Written task A:
Output the rows that come after the trend-following dialogue word for word, leaving out the picture.

##### Text excerpt

Victor: Well, I would look as a criterion at the total profits that all trend followers have made over time for their public clients rather than the personal profits they have made for themselves. I would also compare the past high returns that the publicly cited great exponents have made to the total dollar amount that their clients have made or lost. In addition, I would look at the actual total dollar returns to the public of those who invested in some of the greatest trend following funds who admittedly have had much inferior results, lawsuits, and tragedies in their publicly reported and audited results versus the legendary stories of great past performance. Another thing I would like to point out is the publicly reported results of the famous trend followers in the last two years, when money at their disposal is at the maximum. I dare say that billions upon billions have been lost as a review of the rankings of CTA’s would show. But, of course, that’s guaranteed to happen. Looking at the April TASS Flash report, I’d estimate the average trend fund is down 20-40% over the last 2 years, and some are really getting killed. Please bear in mind that the big CTA’s typically offer 8 or 10 different “programs”, so that they can quietly close down the worst performers, or just stop reporting their result.
Dave: Wow, that’s some indictment of trend following. Is there anything else on this subject?

##########
##### Dataset extract

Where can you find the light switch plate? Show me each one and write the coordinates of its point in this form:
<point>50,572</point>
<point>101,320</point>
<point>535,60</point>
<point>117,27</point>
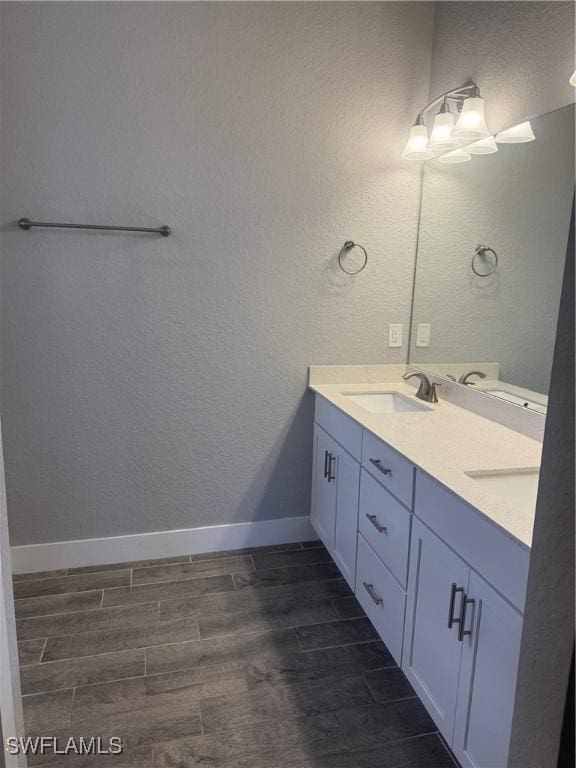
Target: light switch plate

##########

Written task B:
Answer these questions about the trend-following dialogue:
(i) What does Victor say he would look at as a criterion instead of the personal profits trend followers have made for themselves?
(ii) By how much does Victor estimate the average trend fund is down over the last two years?
(iii) How many different programs do the big CTAs typically offer?

Finished answer A:
Where can you find the light switch plate? Show me each one and write the coordinates of its point in this form:
<point>50,572</point>
<point>101,320</point>
<point>535,60</point>
<point>117,27</point>
Target: light switch plate

Finished answer B:
(i) The total profits that all trend followers have made over time for their public clients.
(ii) 20–40%.
(iii) 8 or 10.